▸ **Page text**:
· · ·

By Christopher Rugaber, Associated Press Economics Writer
Published: May 3, 2019, 2:15pm
2 Photos
In this March 7, 2019, photo visitors to the Pittsburgh veterans job fair meet with recruiters at Heinz Field in Pittsburgh. On Friday, May 3, the U.S. government issues the April jobs report.
In this March 7, 2019, photo visitors to the Pittsburgh veterans job fair meet with recruiters at Heinz Field in Pittsburgh. On Friday, May 3, the U.S. government issues the April jobs report. (AP Photo/Keith Srakocic, File) Photo Gallery

WASHINGTON — Hiring accelerated and pay rose at a solid pace in April, setting the stage for healthy U.S. economic growth to endure despite fears of a slowdown earlier this year.

Employers added 263,000 jobs, with the unemployment rate dropping to a five-decade low of 3.6% from 3.8%, though that drop partly reflected an increase in the number of Americans who stopped looking for work. Average hourly pay rose 3.2% from 12 months earlier, matching March’s year-over-year increase.

Friday’s jobs report from the government showed that economic growth remains brisk enough to encourage strong hiring nearly a decade into the economy’s recovery from the Great Recession. The economic expansion, which has fueled 103 straight months of hiring, is set to become the longest in history in July.

· · ·

▸ **Data provided**:

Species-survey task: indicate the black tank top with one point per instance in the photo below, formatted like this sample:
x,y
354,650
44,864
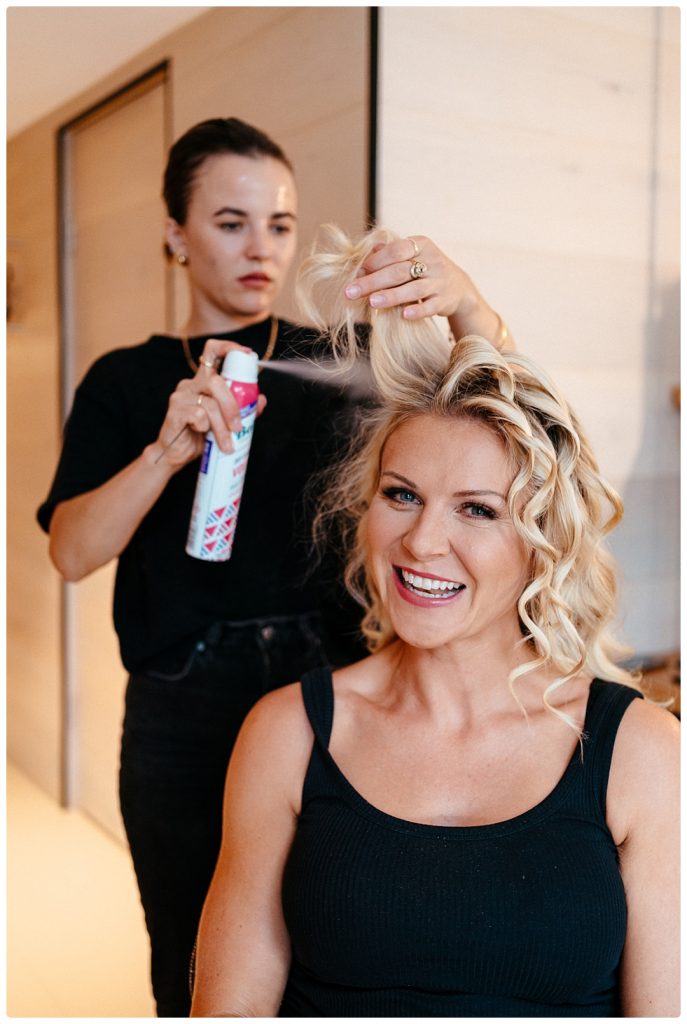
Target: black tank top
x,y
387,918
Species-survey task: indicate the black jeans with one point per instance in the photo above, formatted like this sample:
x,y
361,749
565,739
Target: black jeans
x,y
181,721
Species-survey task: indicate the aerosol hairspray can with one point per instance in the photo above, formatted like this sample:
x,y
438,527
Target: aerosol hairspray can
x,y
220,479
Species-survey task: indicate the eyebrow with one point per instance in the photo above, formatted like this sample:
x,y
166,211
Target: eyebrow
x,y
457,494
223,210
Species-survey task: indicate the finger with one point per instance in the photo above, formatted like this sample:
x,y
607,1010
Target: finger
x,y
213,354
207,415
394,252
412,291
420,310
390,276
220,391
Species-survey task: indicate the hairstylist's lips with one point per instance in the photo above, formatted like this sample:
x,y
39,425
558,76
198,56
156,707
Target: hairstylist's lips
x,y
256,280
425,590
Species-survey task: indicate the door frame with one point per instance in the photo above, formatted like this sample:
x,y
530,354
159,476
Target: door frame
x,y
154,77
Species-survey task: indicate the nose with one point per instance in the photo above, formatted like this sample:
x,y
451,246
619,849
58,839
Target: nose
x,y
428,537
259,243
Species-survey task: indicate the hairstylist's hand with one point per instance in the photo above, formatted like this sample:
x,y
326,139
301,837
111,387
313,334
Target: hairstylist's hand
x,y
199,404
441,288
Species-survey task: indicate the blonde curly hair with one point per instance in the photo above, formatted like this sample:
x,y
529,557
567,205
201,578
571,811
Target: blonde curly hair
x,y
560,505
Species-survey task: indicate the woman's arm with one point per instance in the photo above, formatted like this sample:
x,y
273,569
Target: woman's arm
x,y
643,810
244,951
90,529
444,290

· · ·

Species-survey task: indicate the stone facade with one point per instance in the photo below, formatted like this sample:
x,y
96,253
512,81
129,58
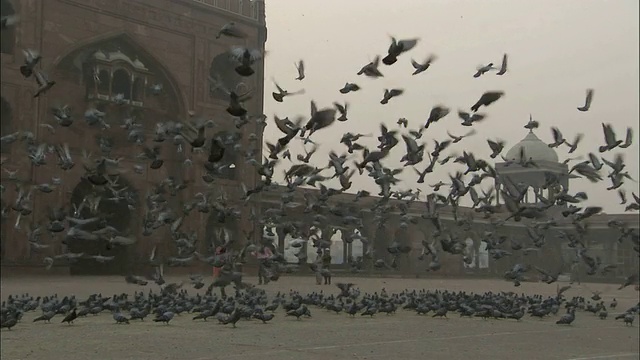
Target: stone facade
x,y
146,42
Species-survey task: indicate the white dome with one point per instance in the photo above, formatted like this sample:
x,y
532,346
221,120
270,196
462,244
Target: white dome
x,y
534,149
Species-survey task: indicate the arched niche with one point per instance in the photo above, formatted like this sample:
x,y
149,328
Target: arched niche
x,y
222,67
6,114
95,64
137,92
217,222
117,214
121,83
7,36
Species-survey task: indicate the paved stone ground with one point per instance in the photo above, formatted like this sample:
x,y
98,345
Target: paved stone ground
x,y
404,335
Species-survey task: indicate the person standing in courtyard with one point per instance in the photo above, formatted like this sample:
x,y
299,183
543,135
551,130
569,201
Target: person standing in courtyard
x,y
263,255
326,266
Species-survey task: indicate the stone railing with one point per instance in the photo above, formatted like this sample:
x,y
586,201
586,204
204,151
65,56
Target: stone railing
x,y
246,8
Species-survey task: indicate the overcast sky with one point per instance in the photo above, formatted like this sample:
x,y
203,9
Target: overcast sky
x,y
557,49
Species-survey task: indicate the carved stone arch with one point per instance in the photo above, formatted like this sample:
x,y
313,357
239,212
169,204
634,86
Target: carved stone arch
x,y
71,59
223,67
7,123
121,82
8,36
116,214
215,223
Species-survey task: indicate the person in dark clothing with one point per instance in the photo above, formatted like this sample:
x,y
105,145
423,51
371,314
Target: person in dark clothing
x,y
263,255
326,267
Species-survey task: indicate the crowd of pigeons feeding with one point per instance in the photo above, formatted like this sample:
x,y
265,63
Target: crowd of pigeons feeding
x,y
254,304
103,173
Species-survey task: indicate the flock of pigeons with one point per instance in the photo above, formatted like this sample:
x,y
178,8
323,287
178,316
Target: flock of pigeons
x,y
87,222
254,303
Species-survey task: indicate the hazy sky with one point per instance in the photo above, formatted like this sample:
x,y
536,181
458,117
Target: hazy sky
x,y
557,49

· · ·

▸ **Requirement A**: According to the jobs report article, how many jobs did employers add in April?
▸ **Requirement B**: In the jobs report article, write out the passage starting at "By Christopher Rugaber, Associated" and ending at "earlier this year.", swapping "accelerated" for "picked up".

▸ **Final result A**: 263,000

▸ **Final result B**:
By Christopher Rugaber, Associated Press Economics Writer
Published: May 3, 2019, 2:15pm
2 Photos
In this March 7, 2019, photo visitors to the Pittsburgh veterans job fair meet with recruiters at Heinz Field in Pittsburgh. On Friday, May 3, the U.S. government issues the April jobs report.
In this March 7, 2019, photo visitors to the Pittsburgh veterans job fair meet with recruiters at Heinz Field in Pittsburgh. On Friday, May 3, the U.S. government issues the April jobs report. (AP Photo/Keith Srakocic, File) Photo Gallery

WASHINGTON — Hiring picked up and pay rose at a solid pace in April, setting the stage for healthy U.S. economic growth to endure despite fears of a slowdown earlier this year.